- AIM OF THE EXERCISE:
Turn the entries from the line with "Category: concrete parapet" to the line with "[308,232,319,252]" into a two-column CSV with the headers text and answer, one row per entry. Put each entry's text and its answer in a single quoted field each, with line breaks replaced by spaces.

- TASK MATERIAL:

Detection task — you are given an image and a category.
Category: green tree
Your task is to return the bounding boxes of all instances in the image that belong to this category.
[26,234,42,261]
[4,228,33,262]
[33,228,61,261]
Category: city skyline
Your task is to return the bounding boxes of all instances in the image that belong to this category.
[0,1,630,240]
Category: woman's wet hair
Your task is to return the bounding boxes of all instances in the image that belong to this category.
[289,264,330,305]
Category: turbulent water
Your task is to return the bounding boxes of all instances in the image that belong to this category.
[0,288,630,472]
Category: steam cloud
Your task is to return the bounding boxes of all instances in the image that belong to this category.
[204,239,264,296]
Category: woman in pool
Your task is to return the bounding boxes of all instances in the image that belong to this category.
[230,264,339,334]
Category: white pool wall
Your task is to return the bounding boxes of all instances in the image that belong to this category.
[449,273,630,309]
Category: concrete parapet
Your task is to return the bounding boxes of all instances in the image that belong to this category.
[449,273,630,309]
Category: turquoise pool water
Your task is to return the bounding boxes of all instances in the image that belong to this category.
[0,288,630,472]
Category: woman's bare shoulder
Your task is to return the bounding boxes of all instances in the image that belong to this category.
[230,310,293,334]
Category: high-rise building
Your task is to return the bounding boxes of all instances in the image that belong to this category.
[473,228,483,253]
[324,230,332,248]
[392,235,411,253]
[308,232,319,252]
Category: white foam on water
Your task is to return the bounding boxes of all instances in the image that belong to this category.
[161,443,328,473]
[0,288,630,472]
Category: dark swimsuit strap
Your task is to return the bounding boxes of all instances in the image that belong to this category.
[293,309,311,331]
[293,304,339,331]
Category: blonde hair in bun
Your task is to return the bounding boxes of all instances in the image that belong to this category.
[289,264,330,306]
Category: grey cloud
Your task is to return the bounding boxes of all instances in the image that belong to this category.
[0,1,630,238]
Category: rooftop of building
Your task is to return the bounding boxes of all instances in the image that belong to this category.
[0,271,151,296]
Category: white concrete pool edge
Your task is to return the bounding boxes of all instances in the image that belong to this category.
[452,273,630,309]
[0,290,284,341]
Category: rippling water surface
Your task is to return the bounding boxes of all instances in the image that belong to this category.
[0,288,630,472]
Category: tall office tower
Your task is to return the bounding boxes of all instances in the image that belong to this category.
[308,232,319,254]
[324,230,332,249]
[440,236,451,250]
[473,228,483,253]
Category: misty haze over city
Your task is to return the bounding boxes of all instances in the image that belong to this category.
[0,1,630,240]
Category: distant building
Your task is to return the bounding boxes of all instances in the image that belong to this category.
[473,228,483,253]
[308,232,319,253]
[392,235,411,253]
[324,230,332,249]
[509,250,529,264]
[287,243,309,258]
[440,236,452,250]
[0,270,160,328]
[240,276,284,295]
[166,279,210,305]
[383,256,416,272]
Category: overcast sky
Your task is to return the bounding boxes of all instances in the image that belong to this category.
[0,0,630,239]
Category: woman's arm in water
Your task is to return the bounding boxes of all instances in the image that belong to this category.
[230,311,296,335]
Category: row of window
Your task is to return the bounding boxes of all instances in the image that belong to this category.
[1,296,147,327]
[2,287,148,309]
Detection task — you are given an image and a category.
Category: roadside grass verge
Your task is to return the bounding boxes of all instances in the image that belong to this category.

- RESPONSE TO THIS TASK:
text,answer
"Category: concrete parapet Your task is to return the bounding boxes of all instances in the image that belong to this category.","[449,273,630,309]"
"Category: turquoise pool water Your task is to return the bounding boxes of all instances in the image that belong to this category.","[0,288,630,472]"
"Category: woman's bare shoulder Your task is to return the bounding boxes of all instances in the image that belong to this category.","[230,310,293,334]"
"Category: high-rise building Your task is to return the bounding boxes of all instances in the image that belong to this category.","[473,228,483,253] [324,230,332,248] [392,235,411,253] [308,232,319,252]"